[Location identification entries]
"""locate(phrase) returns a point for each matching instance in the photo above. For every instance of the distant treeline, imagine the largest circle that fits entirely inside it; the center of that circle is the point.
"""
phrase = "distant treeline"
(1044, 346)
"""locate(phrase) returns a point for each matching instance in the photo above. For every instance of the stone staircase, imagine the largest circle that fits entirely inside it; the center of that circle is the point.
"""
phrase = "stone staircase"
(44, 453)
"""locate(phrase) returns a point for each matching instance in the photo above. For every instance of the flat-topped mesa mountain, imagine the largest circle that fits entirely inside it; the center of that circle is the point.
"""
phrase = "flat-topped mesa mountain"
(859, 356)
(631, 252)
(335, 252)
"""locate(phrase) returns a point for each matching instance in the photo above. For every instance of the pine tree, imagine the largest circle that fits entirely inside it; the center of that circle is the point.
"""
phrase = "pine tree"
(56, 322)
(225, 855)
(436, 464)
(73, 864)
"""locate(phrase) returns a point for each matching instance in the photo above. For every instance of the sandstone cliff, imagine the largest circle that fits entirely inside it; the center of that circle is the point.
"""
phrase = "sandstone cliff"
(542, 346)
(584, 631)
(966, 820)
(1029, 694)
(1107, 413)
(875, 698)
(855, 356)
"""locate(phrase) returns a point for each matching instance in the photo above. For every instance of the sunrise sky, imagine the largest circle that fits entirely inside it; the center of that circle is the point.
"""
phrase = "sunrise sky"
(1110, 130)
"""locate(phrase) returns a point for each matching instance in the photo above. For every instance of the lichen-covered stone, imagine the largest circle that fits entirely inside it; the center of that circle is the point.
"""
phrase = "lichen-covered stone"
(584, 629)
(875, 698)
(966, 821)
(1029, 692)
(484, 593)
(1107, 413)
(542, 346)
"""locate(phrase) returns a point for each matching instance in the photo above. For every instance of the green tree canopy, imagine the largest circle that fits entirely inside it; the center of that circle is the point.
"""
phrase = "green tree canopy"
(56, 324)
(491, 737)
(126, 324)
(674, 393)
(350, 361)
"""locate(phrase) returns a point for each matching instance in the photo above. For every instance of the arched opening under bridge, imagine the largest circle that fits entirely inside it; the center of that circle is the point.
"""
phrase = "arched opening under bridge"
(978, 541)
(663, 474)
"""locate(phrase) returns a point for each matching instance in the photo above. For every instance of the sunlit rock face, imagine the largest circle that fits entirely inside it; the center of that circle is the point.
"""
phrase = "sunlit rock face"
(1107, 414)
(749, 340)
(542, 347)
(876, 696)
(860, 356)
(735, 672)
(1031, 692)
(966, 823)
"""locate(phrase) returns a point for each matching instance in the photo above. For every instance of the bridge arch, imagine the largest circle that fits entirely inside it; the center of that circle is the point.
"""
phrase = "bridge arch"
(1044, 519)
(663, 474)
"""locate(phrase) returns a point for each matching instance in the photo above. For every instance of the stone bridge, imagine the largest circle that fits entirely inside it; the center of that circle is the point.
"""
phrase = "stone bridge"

# [Goal of the exercise]
Write out, word for word, the stretch from the very beginning of the rows through the line containing "(1044, 346)", with both ends included.

# [Result]
"""locate(phrase) returns a point for each matching instance in the photo above. For every instance of the distant treeline, imagine the largest circle that fits entirely inside it; the center of that circle is the point.
"""
phrase = "distant treeline"
(1044, 346)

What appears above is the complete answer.